#### Stated task 1
In the blog post below, what four things does the writer say they got at school as a kid? List them all.

#### Text
(begin)

Tuesday, June 18, 2013

Why Cupcakes Matter To Me


Fishes!  Found from "Hello, Cupcake"

Dulce de Leche Cupcakes, my own invention. <3 hispanic="" td="">
To me, cupcakes are simple, easy treats that most people like.  Frosting a cupcake lets me concentrate on something small and minor, but gives me very tangible results. The instant feedback is something that I wish I could get from every student, every project, every teacher.

I'm going to be teaching again this summer.  True, I will be working in Spain at a summer camp that is more designed to have rich kids return back to it, but I value the process of teaching so much.  I value education.  I don't really care if my students like me, but I do want them to enjoy their summer and love English as much as I love Spanish.

Spanish is one of my passions in life.  Reconnecting with my heritage, developing a skill-set, experiencing Spain for over a year? I would love if one of my students felt that way about English.  If I could get one kid fired up about English, that might be better than one of my cupcakes.  Quizas, quizas, quizas.

Monday, June 17, 2013

Every Child Wants to Learn: Reflections on Growing Up with an Achievement Gap

Balancing Acts, by Natasha Warikoo, can be summarized with the somewhat logical conclusion that all children want to learn.  Their desire to learn is influenced by cultural underpinnings and current social hierarchies, which may make the counterfactual seem more than apparent.  (Warikoo gave a lecture at One Harvard, which I think is a pretty solid summary of what she does.)

All children want to learn.

That's actually quite shocking and may not always ring true for former teachers.  Ever try to teach a middle-schooler anything...at all?  I would literally prefer a colonoscopy.  (After all, Katie Couric seems to enjoy them)

Sitting in West Virginia, I have come to wonder if my education was a fluke.  I'm not cognitively gifted, by any stretch of the word.  My IQ just barely qualified me for a gifted program, allowing me to skip a few grades...but I'm not a genius.  Had I gone to a better school, I would have been able to stay in the classroom and not needed to be pulled out for "enrichment."

As a kid, school was my refuge.  I was able to go and play.  I never thought of school as a chore, because I was able to go and have fun.  I got free lunch, free breakfast, was never yelled at, and got to read pretty much anytime I wanted.  Can you talk about chubberkin paradise?

I'm always surprised about the things that I forget or have blocked out about my childhood.  I was poor, and lived below the poverty line for much of my young adulthood.  That fact has never left me. It has simply been polished into something that glitters, an opener for my essay into Harvard.  A fact that I mention at cocktail party fundraisers, to the people that assumed I was born with a silver spoon dangling from my lips.

(end)

#### Records for the task
(begin)

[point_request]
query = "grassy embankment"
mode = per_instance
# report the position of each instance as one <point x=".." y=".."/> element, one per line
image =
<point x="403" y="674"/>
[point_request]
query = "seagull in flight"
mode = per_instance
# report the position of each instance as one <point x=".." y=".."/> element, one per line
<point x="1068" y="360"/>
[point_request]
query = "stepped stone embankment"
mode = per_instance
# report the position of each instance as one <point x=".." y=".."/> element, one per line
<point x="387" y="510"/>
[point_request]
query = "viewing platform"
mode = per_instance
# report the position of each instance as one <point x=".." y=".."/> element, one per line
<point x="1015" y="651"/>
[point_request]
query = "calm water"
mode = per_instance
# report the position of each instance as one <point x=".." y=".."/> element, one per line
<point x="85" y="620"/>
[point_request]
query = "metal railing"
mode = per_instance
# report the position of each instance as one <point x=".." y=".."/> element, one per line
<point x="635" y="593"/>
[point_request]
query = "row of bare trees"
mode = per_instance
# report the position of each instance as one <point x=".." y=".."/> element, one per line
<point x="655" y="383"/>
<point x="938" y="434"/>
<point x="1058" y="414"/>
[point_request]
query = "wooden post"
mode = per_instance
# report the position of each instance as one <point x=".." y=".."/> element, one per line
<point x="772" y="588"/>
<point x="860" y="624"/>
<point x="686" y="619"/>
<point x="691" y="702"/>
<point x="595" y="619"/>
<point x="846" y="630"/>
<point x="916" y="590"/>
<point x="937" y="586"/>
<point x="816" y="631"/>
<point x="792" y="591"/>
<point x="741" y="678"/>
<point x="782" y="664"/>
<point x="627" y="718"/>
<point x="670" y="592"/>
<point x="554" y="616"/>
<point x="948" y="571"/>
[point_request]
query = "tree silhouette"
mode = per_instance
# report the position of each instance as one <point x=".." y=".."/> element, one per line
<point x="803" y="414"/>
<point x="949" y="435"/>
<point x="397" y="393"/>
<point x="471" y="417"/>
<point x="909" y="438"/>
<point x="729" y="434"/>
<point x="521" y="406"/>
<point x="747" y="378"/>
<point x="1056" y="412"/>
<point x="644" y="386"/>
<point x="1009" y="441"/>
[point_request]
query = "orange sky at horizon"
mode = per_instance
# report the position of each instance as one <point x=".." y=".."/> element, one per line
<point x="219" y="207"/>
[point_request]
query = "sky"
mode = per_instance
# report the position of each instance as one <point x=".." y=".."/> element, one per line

(end)

#### Stated task 2
How many lines of the listing above contain the string "embankment", with case counting? Give only the number.

#### Written answer 1
- free lunch
- free breakfast
- never being yelled at
- reading pretty much anytime they wanted

#### Written answer 2
2